## INPUT FOR THIS TASK
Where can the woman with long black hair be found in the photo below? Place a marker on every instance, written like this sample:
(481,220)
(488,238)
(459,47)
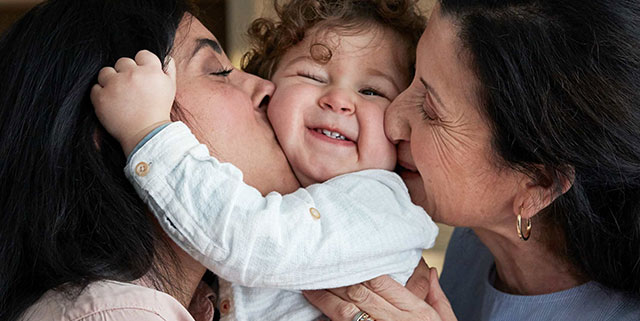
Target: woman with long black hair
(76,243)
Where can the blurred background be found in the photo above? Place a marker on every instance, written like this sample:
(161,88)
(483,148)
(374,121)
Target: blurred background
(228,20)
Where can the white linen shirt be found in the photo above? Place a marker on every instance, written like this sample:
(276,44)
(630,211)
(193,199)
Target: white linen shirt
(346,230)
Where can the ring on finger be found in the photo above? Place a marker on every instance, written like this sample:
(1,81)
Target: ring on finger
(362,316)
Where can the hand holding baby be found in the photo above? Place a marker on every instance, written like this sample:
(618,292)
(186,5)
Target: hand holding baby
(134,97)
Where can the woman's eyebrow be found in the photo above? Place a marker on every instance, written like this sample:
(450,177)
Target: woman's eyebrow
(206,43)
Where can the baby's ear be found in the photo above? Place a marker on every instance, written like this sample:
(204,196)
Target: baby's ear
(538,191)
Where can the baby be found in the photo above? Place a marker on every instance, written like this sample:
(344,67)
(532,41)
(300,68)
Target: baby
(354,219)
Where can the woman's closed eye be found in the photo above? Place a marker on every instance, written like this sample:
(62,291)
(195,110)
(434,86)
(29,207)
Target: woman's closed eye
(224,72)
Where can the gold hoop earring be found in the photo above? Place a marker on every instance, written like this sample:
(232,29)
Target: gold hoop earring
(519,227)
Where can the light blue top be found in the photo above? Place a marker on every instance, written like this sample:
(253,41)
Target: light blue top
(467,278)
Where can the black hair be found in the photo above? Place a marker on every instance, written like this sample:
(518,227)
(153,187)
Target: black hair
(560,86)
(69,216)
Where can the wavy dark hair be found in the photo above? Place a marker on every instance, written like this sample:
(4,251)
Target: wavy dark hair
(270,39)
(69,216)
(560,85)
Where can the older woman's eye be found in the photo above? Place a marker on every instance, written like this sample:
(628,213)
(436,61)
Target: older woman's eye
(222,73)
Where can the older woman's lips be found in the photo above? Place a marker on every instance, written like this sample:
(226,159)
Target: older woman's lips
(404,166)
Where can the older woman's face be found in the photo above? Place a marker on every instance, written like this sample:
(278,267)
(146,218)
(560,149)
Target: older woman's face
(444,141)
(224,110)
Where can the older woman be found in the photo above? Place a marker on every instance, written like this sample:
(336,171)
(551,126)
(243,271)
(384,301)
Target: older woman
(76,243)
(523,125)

...

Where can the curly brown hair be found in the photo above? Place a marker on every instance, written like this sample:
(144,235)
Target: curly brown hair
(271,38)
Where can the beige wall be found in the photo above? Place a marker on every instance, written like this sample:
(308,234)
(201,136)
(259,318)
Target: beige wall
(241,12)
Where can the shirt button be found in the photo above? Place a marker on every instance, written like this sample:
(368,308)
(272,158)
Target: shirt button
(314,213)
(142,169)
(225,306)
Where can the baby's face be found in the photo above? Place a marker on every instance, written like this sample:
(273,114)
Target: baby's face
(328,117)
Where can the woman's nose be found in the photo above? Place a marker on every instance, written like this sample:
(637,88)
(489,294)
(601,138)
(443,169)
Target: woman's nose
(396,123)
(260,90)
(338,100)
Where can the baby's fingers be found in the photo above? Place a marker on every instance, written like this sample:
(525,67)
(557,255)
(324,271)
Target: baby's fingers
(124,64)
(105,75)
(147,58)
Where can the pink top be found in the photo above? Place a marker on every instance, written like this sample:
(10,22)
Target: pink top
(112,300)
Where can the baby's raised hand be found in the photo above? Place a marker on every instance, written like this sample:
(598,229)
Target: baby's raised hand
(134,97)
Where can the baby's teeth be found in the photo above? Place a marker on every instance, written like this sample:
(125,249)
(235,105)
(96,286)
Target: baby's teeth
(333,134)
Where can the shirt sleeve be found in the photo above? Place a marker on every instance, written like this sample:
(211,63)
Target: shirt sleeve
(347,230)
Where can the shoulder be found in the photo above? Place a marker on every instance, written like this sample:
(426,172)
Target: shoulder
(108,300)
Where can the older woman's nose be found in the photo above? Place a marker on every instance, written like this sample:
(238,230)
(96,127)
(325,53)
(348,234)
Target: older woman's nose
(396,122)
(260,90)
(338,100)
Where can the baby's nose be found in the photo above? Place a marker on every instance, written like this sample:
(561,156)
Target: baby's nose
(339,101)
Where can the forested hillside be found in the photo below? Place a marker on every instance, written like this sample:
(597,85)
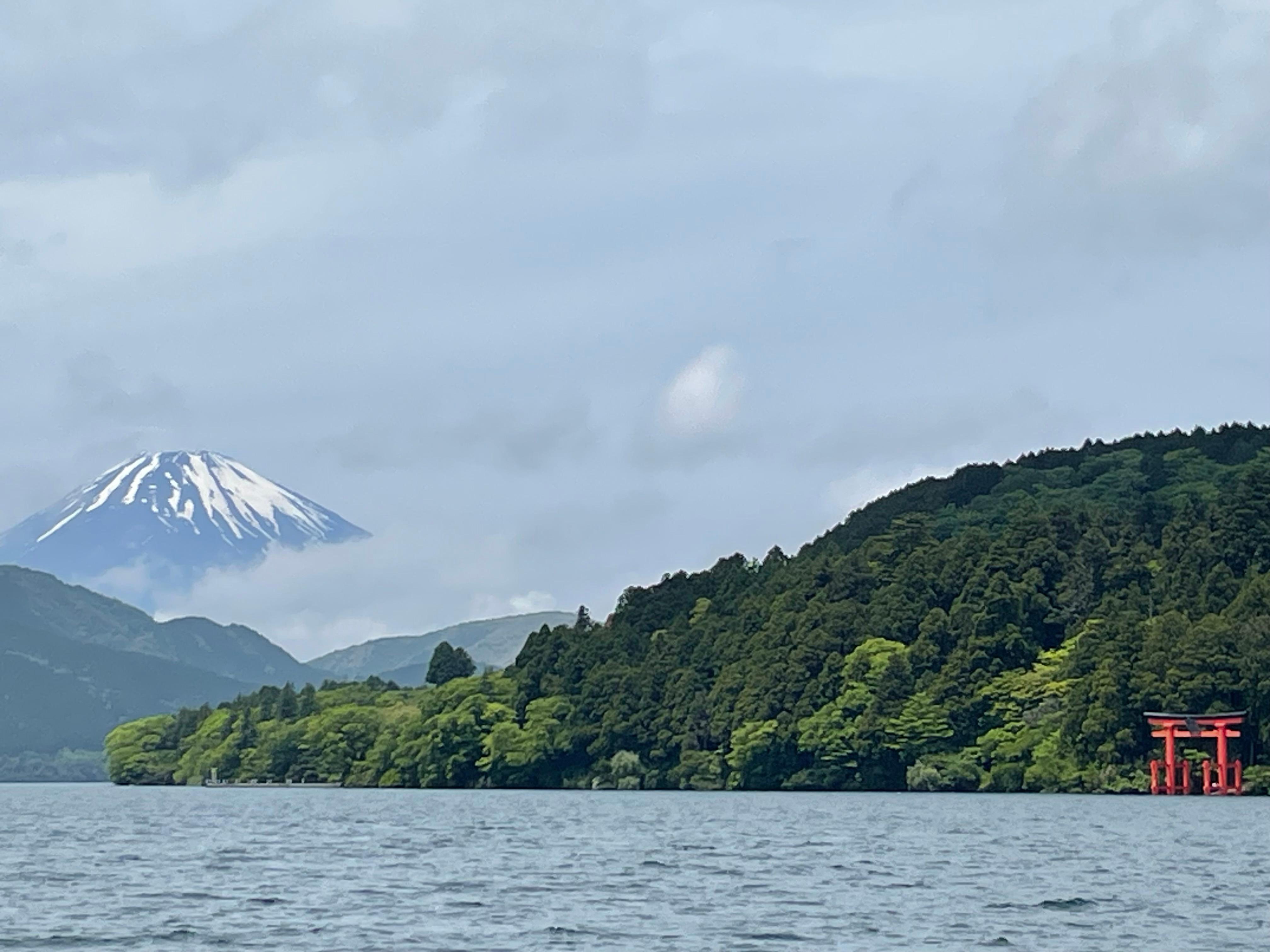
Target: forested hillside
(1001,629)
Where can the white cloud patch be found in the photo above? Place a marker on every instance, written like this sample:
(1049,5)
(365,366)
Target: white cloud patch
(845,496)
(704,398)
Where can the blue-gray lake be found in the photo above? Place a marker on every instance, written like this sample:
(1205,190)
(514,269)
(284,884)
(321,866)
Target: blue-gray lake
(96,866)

...

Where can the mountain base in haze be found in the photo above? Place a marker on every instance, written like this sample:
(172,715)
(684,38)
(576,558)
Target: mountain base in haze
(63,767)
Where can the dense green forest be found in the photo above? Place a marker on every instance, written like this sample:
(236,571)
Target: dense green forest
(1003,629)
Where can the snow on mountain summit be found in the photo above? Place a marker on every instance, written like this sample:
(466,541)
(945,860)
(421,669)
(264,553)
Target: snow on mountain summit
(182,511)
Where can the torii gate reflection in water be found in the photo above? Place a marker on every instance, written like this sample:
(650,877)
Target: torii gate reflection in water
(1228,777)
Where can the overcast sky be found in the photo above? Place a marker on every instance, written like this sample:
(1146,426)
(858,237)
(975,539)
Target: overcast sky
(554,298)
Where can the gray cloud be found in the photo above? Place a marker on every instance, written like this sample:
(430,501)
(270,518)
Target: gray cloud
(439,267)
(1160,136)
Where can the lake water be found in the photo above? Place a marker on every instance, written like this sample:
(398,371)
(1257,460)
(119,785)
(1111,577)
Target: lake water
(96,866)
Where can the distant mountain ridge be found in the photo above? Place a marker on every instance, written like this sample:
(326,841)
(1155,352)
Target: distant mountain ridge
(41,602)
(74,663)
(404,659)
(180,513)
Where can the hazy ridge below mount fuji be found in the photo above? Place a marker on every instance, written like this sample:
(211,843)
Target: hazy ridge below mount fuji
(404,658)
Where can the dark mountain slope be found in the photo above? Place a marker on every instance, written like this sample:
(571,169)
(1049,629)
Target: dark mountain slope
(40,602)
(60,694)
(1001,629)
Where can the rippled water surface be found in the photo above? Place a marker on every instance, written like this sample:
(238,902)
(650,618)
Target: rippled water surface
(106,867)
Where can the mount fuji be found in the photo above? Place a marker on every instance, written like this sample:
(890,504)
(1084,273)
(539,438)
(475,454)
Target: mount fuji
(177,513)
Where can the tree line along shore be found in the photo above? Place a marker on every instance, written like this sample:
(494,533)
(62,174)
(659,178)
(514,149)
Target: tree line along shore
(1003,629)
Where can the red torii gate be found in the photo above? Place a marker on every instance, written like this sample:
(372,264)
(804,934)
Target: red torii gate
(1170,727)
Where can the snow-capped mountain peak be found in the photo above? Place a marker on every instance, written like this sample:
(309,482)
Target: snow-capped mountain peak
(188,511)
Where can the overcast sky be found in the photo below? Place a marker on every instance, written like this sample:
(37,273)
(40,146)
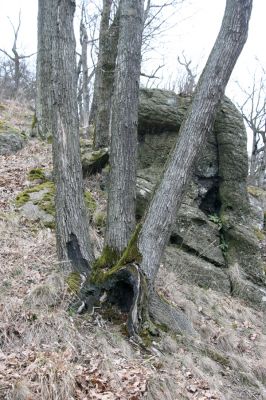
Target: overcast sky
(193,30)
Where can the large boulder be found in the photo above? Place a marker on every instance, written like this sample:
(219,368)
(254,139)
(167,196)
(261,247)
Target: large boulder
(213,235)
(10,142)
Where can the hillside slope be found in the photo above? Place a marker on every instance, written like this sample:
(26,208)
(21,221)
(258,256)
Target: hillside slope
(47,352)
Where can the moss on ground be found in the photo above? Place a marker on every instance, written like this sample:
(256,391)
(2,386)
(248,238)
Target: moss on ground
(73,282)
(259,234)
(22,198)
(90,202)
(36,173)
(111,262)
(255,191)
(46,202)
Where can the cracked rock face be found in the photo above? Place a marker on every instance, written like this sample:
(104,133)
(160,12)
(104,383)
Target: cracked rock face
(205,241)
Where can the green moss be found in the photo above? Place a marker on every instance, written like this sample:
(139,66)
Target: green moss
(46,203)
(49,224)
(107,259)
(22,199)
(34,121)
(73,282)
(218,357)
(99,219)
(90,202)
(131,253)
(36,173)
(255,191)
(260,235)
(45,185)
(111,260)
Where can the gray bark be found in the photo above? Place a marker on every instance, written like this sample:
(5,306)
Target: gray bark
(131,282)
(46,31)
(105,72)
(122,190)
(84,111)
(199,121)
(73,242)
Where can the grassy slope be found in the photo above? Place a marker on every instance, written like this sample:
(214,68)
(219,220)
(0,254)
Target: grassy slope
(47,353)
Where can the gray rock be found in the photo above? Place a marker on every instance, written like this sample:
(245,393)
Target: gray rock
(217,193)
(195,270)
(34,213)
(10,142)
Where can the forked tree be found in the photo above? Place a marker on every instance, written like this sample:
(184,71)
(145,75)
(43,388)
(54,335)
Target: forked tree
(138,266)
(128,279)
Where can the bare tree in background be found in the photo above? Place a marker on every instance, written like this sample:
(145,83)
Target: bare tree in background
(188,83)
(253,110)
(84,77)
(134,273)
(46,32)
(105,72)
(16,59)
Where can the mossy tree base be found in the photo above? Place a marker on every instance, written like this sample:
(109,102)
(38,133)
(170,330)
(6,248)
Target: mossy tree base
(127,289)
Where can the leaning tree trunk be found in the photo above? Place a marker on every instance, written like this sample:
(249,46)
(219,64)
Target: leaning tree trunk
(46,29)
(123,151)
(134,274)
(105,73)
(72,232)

## WHAT YOU SHOULD DO
Pick out every line of the material above that contains the word "linen" and copy each one in full.

## OUTPUT OF THE EXERCISE
Where can the white linen shirt be found in the photo above? Place a marker on every instance, written like this sample:
Target: white linen shirt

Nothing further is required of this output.